* [WORK TO BE COMPLETED] All records below are to be set down exactly, each character intact.

* [SUPPLIED RECORDS]
* * * * *
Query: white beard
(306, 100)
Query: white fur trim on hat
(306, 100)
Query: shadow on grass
* * * * *
* [TASK ANSWER]
Query: white beard
(306, 100)
Query: white fur trim on hat
(306, 100)
Query: shadow on grass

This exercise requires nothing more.